What is expected – Exact copy without images: repeat every entry as written.

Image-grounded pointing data

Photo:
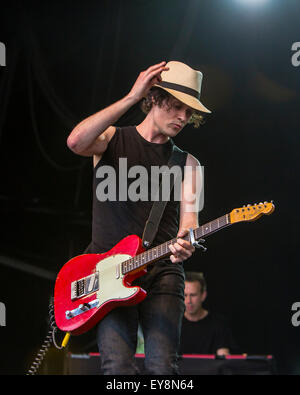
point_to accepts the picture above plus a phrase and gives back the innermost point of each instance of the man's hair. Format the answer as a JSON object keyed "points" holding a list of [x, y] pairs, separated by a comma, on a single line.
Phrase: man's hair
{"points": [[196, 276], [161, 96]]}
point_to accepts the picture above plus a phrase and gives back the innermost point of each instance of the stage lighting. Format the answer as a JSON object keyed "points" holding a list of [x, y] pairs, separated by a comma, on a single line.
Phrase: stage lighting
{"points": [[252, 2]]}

Result below –
Photo:
point_to accepts the picture above plus a phrase and gives back the innermost point of each instance of the man's hair. Format the answer as a JSON object keyed "points" holding a list of [x, y] pairs, separated by a comma, on a single line.
Phrase: man's hair
{"points": [[196, 276], [161, 96]]}
point_to accepts the picture above plus a phrase and gives back the innermost point of each instance of the stage lighting. Format the answer as a JSON object keyed "points" holding a list of [x, y] pairs, separated by a comma, on a single line.
Phrase: stage lighting
{"points": [[252, 2]]}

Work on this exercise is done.